So that nothing is lost, write out all the lines below exactly.
═══ Given information
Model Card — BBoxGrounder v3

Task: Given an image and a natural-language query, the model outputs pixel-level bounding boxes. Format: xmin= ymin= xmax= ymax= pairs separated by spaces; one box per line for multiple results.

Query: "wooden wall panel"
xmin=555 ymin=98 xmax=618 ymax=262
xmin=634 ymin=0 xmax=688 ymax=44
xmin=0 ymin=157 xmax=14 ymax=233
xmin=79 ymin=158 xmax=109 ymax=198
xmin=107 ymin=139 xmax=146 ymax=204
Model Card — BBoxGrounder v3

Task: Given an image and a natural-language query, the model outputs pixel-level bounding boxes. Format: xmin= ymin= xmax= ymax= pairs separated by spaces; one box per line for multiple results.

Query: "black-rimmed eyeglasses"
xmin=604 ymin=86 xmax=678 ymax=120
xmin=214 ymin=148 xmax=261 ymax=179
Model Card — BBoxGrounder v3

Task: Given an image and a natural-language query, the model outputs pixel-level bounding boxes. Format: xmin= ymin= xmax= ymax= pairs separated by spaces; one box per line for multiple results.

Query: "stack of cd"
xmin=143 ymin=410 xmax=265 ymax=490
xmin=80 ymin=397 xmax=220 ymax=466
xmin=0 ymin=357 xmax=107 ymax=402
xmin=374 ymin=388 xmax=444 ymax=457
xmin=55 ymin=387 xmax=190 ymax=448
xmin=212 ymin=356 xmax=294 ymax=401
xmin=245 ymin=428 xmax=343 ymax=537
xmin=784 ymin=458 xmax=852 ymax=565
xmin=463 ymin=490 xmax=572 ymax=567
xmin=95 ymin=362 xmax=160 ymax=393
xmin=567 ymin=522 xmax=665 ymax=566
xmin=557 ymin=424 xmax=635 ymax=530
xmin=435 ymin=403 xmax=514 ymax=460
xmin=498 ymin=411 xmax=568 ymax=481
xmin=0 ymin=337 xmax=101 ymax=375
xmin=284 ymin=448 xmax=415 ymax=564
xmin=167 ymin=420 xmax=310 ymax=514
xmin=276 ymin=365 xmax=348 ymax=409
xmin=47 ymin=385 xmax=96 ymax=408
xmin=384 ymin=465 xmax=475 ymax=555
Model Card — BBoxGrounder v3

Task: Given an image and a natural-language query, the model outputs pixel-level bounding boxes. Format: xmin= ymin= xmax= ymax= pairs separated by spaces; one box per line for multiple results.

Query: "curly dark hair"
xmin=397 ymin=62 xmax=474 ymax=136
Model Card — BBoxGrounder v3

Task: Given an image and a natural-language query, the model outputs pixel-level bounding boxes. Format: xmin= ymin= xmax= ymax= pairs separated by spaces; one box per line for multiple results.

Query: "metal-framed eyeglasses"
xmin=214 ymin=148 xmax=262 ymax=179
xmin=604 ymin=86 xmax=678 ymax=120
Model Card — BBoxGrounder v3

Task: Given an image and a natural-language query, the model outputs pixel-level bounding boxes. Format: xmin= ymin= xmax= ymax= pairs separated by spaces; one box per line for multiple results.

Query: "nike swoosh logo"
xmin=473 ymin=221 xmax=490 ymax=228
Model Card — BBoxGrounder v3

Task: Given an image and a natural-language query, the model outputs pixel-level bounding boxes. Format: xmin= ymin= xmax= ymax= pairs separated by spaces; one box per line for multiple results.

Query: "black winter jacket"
══════
§ Solution for this problem
Model Card — BBoxGrounder v3

Task: Given an image and a natural-language query, the model outputs pixel-level bounding boxes. Format: xmin= ymin= xmax= ymax= pairs separated by spaces; one box per line for multiple results.

Query: "wooden wall panel"
xmin=555 ymin=98 xmax=618 ymax=262
xmin=634 ymin=0 xmax=688 ymax=44
xmin=0 ymin=157 xmax=14 ymax=233
xmin=79 ymin=158 xmax=109 ymax=198
xmin=107 ymin=139 xmax=146 ymax=204
Model Card — BBoxGrounder v3

Task: Given an image and a natural-language query, the model outputs pixel-level bounding boxes. Format: xmin= ymin= xmax= ymax= pairs separated by spaces; one box per line for multiple results.

Query: "black-rimmed eyeglasses"
xmin=604 ymin=86 xmax=678 ymax=120
xmin=214 ymin=148 xmax=261 ymax=179
Model Card — BBoxGrounder v3

Task: Given an image and a natural-language query, the model outputs pixel-level bounding boxes. Format: xmin= ymin= xmax= ymax= pairs separated by spaces; one box per line for multiple results.

Query: "stack of cd"
xmin=143 ymin=410 xmax=265 ymax=490
xmin=80 ymin=397 xmax=220 ymax=466
xmin=0 ymin=357 xmax=107 ymax=402
xmin=374 ymin=388 xmax=444 ymax=457
xmin=55 ymin=387 xmax=190 ymax=448
xmin=212 ymin=356 xmax=294 ymax=401
xmin=245 ymin=428 xmax=343 ymax=537
xmin=784 ymin=458 xmax=852 ymax=565
xmin=463 ymin=490 xmax=572 ymax=567
xmin=95 ymin=362 xmax=160 ymax=393
xmin=567 ymin=522 xmax=665 ymax=566
xmin=557 ymin=424 xmax=635 ymax=530
xmin=435 ymin=403 xmax=514 ymax=460
xmin=498 ymin=411 xmax=568 ymax=481
xmin=0 ymin=337 xmax=101 ymax=375
xmin=284 ymin=448 xmax=415 ymax=564
xmin=167 ymin=420 xmax=310 ymax=514
xmin=276 ymin=365 xmax=348 ymax=409
xmin=47 ymin=385 xmax=96 ymax=408
xmin=384 ymin=465 xmax=475 ymax=555
Model Card — BBoxGrounder v3

Task: Given an image and a natural-language query, the model outputs pixel-level bounding boxes. Format: xmin= ymin= xmax= ymax= pairs separated by spaces; one box per line for multiple results.

Query: "curly dark hair"
xmin=397 ymin=62 xmax=474 ymax=136
Model Card — BBoxGrounder v3

Task: Given an image and a natural-language query, the model outputs pixel-level bounding boxes. Format: xmin= ymin= xmax= ymax= pairs separated by spaces; one box per line for multiple results.

Query: "metal-framed eyeglasses"
xmin=214 ymin=148 xmax=262 ymax=179
xmin=604 ymin=86 xmax=678 ymax=120
Model Card — BBoxGrounder v3

Task: Given an image and a natural-language query, the model outputs pixel-level bounding boxes. Format: xmin= ymin= xmax= ymax= pairs separated by spaces; one box per line for multiple results.

Query: "nike swoosh logo"
xmin=473 ymin=221 xmax=490 ymax=228
Model Card — BBoxGrounder v3

Task: Given an image and a natural-language query, the model outputs pixel-level bounding boxes. Format: xmin= ymin= xmax= ymax= pairs separated by spaces; one box per line for multiple results.

Query: "black winter jacket"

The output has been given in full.